- [RECORD EXCERPTS]

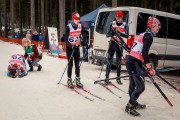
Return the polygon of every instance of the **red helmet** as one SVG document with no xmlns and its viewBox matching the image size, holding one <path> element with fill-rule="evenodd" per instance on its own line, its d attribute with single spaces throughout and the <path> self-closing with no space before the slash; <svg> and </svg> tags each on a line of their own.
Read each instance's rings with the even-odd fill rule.
<svg viewBox="0 0 180 120">
<path fill-rule="evenodd" d="M 147 28 L 152 28 L 156 25 L 160 25 L 160 21 L 155 17 L 149 17 L 147 21 Z"/>
<path fill-rule="evenodd" d="M 116 12 L 116 17 L 122 17 L 123 18 L 123 12 L 122 11 L 117 11 Z"/>
<path fill-rule="evenodd" d="M 74 13 L 72 14 L 72 20 L 80 20 L 80 15 L 79 15 L 79 13 L 74 12 Z"/>
</svg>

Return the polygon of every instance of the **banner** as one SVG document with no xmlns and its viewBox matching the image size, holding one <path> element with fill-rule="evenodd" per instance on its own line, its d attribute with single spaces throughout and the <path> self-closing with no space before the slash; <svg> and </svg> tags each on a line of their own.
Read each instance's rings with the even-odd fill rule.
<svg viewBox="0 0 180 120">
<path fill-rule="evenodd" d="M 49 48 L 51 53 L 59 54 L 57 28 L 48 27 Z"/>
</svg>

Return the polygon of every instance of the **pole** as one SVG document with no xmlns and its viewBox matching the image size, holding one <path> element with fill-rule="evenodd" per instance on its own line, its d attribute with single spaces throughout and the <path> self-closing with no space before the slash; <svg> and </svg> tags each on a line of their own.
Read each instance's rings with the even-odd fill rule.
<svg viewBox="0 0 180 120">
<path fill-rule="evenodd" d="M 64 72 L 63 72 L 63 74 L 62 74 L 62 76 L 61 76 L 61 78 L 60 78 L 60 80 L 59 80 L 59 82 L 58 82 L 57 84 L 59 84 L 59 83 L 61 82 L 61 80 L 62 80 L 62 78 L 63 78 L 63 76 L 64 76 L 64 73 L 65 73 L 65 71 L 66 71 L 66 69 L 67 69 L 67 67 L 68 67 L 69 62 L 71 61 L 71 58 L 72 58 L 74 52 L 75 52 L 75 49 L 73 50 L 73 52 L 72 52 L 72 54 L 71 54 L 71 56 L 70 56 L 70 58 L 69 58 L 69 61 L 68 61 L 67 65 L 66 65 L 66 67 L 65 67 L 65 69 L 64 69 Z"/>
</svg>

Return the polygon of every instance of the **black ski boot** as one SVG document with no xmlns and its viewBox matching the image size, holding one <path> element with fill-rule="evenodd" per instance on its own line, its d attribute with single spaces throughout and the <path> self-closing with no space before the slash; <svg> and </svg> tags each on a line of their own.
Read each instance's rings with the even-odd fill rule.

- [EXERCISE DESCRIPTION]
Please retype the listing above word for word, skipping each picture.

- [ANSWER SPACE]
Return the polygon of every instance of the **red helmet** as one SVG document with no xmlns and its viewBox matching the image size, holding one <path> element with fill-rule="evenodd" per instance on its own line, its d attribute with single spaces throughout and the <path> self-closing with no space before the slash; <svg> and </svg> tags each on a line of their own.
Read each instance's rings with the even-odd fill rule.
<svg viewBox="0 0 180 120">
<path fill-rule="evenodd" d="M 147 28 L 152 28 L 156 25 L 160 25 L 160 21 L 155 17 L 149 17 L 147 21 Z"/>
<path fill-rule="evenodd" d="M 116 12 L 116 17 L 122 17 L 123 18 L 123 12 L 122 11 L 117 11 Z"/>
<path fill-rule="evenodd" d="M 74 13 L 72 14 L 72 20 L 80 20 L 80 15 L 79 15 L 79 13 L 74 12 Z"/>
</svg>

Return the polygon of every instance of the **banner** as one SVG document with no xmlns and its viewBox matching the image size, holding one <path> element with fill-rule="evenodd" per instance on its own line, its d attribute with single spaces throughout and the <path> self-closing with no space before the slash; <svg> and </svg> tags each on a line of their own.
Read each instance's rings with the even-odd fill rule.
<svg viewBox="0 0 180 120">
<path fill-rule="evenodd" d="M 49 48 L 51 53 L 59 54 L 57 28 L 48 27 Z"/>
</svg>

Return the polygon of every instance of the **pole** as one SVG document with no xmlns and its viewBox matching the image size, holding one <path> element with fill-rule="evenodd" per instance on its own line, its d attribute with single spaces throughout and the <path> self-closing with no space before the slash; <svg> and </svg> tags each on a line of their own.
Read each instance's rings with the even-odd fill rule.
<svg viewBox="0 0 180 120">
<path fill-rule="evenodd" d="M 64 72 L 63 72 L 63 74 L 62 74 L 62 76 L 61 76 L 61 78 L 60 78 L 60 80 L 59 80 L 59 82 L 58 82 L 57 84 L 59 84 L 59 83 L 61 82 L 61 80 L 62 80 L 62 78 L 63 78 L 63 76 L 64 76 L 64 73 L 65 73 L 65 71 L 66 71 L 66 69 L 67 69 L 67 67 L 68 67 L 69 62 L 71 61 L 71 58 L 72 58 L 74 52 L 75 52 L 75 49 L 73 50 L 73 52 L 72 52 L 72 54 L 71 54 L 71 56 L 70 56 L 70 58 L 69 58 L 69 61 L 68 61 L 67 65 L 66 65 L 66 67 L 65 67 L 65 69 L 64 69 Z"/>
</svg>

Return the polygon of every instance of the **black ski boot** as one SVG document with no xmlns and its viewBox matching the image size, holding one <path> element with fill-rule="evenodd" per instance on its own line, its d attribute with single spaces throughout and the <path> self-closing with no space before the slash; <svg> and </svg> tags each on a line of their own.
Read each instance's rings with the even-odd fill rule.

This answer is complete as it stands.